* [DOCUMENT TEXT]:
####################
The 1932 Delaware gubernatorial election was held on November 8, 1932. Incumbent Republican Governor C. Douglass Buck ran for re-election to a second term. He unanimously won renomination at the Republican state convention. In the general election, Buck faced the Democratic nominee, Landreth L. Layton, the scion of a prominent family in Delaware politics. Despite the nationwide Democratic landslide, Republicans performed well in Delaware; Herbert Hoover narrowly won Delaware over Franklin D. Roosevelt. Accordingly, Buck was able to win re-election, and significantly outpaced Hoover's slim margin; he received 54% of the vote to Layton's 45%.
####################
* [PROBLEMS AND TASKS]:
a - Translate this sentence from the account of the 1932 Delaware gubernatorial election into Spanish: "He unanimously won renomination at the Republican state convention."
b - Extend the account of the 1932 Delaware gubernatorial election, continuing directly after its final sentence.
####################
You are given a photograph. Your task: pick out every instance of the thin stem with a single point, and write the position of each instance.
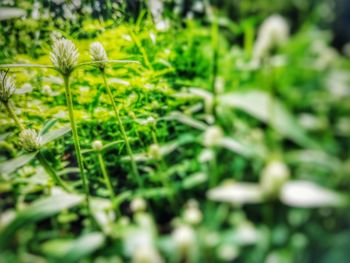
(106, 178)
(13, 115)
(52, 172)
(125, 137)
(76, 140)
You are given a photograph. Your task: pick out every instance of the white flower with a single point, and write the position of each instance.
(237, 193)
(97, 145)
(192, 214)
(184, 238)
(64, 55)
(138, 205)
(273, 33)
(98, 53)
(273, 177)
(212, 136)
(29, 140)
(307, 194)
(146, 254)
(7, 87)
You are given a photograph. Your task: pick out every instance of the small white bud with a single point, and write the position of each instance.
(184, 238)
(97, 145)
(7, 87)
(64, 55)
(29, 140)
(274, 32)
(98, 53)
(146, 254)
(212, 136)
(273, 177)
(138, 205)
(193, 215)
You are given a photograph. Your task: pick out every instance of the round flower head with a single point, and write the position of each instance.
(64, 55)
(7, 87)
(30, 140)
(98, 53)
(97, 145)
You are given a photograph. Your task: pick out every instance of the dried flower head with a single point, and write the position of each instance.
(98, 53)
(30, 140)
(64, 55)
(7, 87)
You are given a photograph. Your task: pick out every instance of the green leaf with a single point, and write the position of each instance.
(53, 135)
(262, 106)
(12, 165)
(47, 126)
(71, 251)
(37, 211)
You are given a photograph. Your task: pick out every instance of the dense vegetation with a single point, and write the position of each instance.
(126, 136)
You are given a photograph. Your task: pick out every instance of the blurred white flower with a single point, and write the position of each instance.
(64, 55)
(30, 140)
(98, 53)
(7, 87)
(237, 193)
(146, 254)
(273, 33)
(273, 177)
(212, 136)
(307, 194)
(227, 252)
(192, 215)
(184, 238)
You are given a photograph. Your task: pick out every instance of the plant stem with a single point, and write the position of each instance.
(122, 130)
(52, 172)
(106, 178)
(76, 140)
(13, 115)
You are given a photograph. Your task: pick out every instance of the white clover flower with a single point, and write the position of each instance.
(98, 53)
(184, 238)
(192, 215)
(213, 136)
(146, 254)
(273, 177)
(64, 55)
(30, 140)
(274, 32)
(138, 205)
(97, 145)
(7, 87)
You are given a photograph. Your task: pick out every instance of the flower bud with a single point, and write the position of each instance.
(30, 140)
(138, 205)
(7, 87)
(212, 136)
(98, 53)
(97, 145)
(64, 56)
(273, 177)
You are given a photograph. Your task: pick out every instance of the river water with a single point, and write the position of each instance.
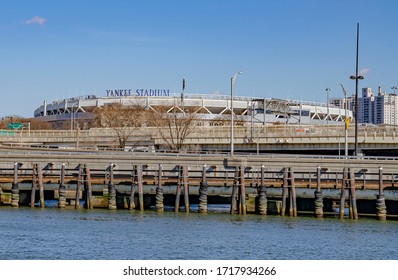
(69, 234)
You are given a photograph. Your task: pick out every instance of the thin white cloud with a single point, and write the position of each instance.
(36, 20)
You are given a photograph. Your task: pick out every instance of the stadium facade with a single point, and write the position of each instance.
(207, 108)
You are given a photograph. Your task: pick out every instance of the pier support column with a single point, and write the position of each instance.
(261, 205)
(343, 193)
(186, 187)
(203, 192)
(234, 192)
(284, 191)
(381, 202)
(293, 201)
(178, 190)
(88, 188)
(111, 190)
(353, 199)
(140, 187)
(242, 204)
(159, 192)
(132, 187)
(34, 186)
(41, 185)
(62, 189)
(15, 188)
(318, 195)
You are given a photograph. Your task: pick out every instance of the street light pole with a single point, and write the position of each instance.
(345, 122)
(356, 78)
(327, 104)
(232, 112)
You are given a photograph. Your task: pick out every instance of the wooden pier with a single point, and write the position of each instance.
(283, 185)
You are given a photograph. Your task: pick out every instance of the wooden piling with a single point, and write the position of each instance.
(132, 187)
(203, 192)
(342, 194)
(381, 202)
(353, 200)
(88, 187)
(293, 193)
(234, 192)
(318, 202)
(284, 191)
(178, 190)
(62, 189)
(15, 188)
(186, 188)
(159, 192)
(140, 188)
(242, 204)
(34, 186)
(261, 200)
(111, 189)
(41, 186)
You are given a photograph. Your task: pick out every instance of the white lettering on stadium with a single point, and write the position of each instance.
(138, 92)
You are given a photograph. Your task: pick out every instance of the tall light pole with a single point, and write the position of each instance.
(346, 121)
(232, 111)
(327, 104)
(356, 78)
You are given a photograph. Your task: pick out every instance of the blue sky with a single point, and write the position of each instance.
(50, 50)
####################
* [EXERCISE RESPONSES]:
a - Ganó por unanimidad la renominación en la convención estatal republicana.

b -
==General election==

1932 Delaware gubernatorial election
| Party |  | Candidate | Votes | % | ±% |
|---|---|---|---|---|---|
|  | Republican | C. Douglass Buck (inc.) | 60,903 | 54.23% | −6.33% |
|  | Democratic | Landreth L. Layton | 50,401 | 44.88% | +5.43% |
|  | Socialist | Fred W. Whiteside | 889 | 0.79% | — |
|  | Communist | Harold Thomas | 121 | 0.11% | — |
| Majority |  |  | 10,502 | 9.35% | −11.77% |
| Turnout |  |  | 112,314 | 100.00% |  |
|  | Republican hold |  |  |  |  |

==Bibliography==
- Delaware House Journal, 104th General Assembly, 1st Reg. Sess. (1933).